▸ **To do**:
Edit the records below so that each "thickest part" becomes "widest part", with nothing else changed. Leave the pictures out of your version.

[Photo object pointing records]
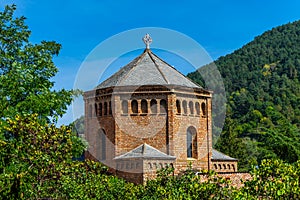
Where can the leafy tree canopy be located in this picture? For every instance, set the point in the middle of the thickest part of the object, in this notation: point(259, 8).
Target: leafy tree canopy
point(26, 70)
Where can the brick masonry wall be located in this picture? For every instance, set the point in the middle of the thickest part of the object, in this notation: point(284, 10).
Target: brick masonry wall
point(164, 130)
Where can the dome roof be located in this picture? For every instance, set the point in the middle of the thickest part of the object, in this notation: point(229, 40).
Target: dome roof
point(147, 69)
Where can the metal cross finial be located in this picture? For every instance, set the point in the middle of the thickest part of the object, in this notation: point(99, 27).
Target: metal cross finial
point(147, 40)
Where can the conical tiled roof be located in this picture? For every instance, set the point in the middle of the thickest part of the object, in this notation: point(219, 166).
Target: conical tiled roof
point(147, 69)
point(145, 151)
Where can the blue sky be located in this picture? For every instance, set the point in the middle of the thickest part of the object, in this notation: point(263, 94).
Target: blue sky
point(219, 26)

▸ **Result of the exercise**:
Where can the leafy tree canopy be located in this picture? For every instance, set the point in the middle of the widest part of the object, in this notation: point(259, 8).
Target: leafy tree canopy
point(26, 70)
Where can the brick masonry wall be located in this picture? For every instance, set the point in the middle of the widest part of the object, in this notation: point(284, 10).
Target: brick masonry wall
point(164, 130)
Where can the dome roof be located in this picture? For every instance, set the point in the middle of the widest part of the object, in this notation: point(229, 40).
Target: dome roof
point(147, 69)
Where can the metal cross finial be located in this picture? For every instance, set the point in the middle of the widest part of the object, in this notation: point(99, 27).
Target: metal cross finial
point(147, 40)
Where can the conical tiled roof be located in this picture? For every instance, set the point in the middle of the widest part of the object, in this notation: point(219, 166).
Target: conical tiled roof
point(147, 69)
point(145, 151)
Where can the blue sky be located in this picture? For every instance, set the point in the middle of the widest part of the object, in this notation: point(263, 94).
Target: blue sky
point(219, 26)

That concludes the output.